§ Instructions to follow
Each line of the entries, from the first to the line containing "Locate the steel support", is to be transcribed exactly as it stands; include no other lines.

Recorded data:

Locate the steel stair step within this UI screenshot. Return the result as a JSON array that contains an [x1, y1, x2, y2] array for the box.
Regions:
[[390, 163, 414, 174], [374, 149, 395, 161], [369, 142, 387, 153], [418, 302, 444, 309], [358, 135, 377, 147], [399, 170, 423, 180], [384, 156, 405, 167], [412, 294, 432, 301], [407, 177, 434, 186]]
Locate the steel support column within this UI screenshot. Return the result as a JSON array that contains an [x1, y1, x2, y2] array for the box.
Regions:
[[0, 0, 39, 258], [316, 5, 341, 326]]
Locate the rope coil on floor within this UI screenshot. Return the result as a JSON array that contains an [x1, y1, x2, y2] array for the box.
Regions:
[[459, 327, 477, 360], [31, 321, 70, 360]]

§ Response to this task
Locate the steel stair step within this UI screenshot. Return the result as a JSON array that contains an [x1, y1, x2, y2] array for the box.
Regions:
[[390, 163, 414, 174], [374, 149, 395, 161], [369, 142, 387, 153], [418, 302, 444, 309], [358, 135, 377, 147], [399, 170, 423, 180], [384, 156, 405, 167], [412, 294, 432, 301], [407, 177, 434, 186]]
Locate the steel support column within this UI screenshot. Return the result as a JSON array that contains an [x1, y1, x2, y2] array for the box.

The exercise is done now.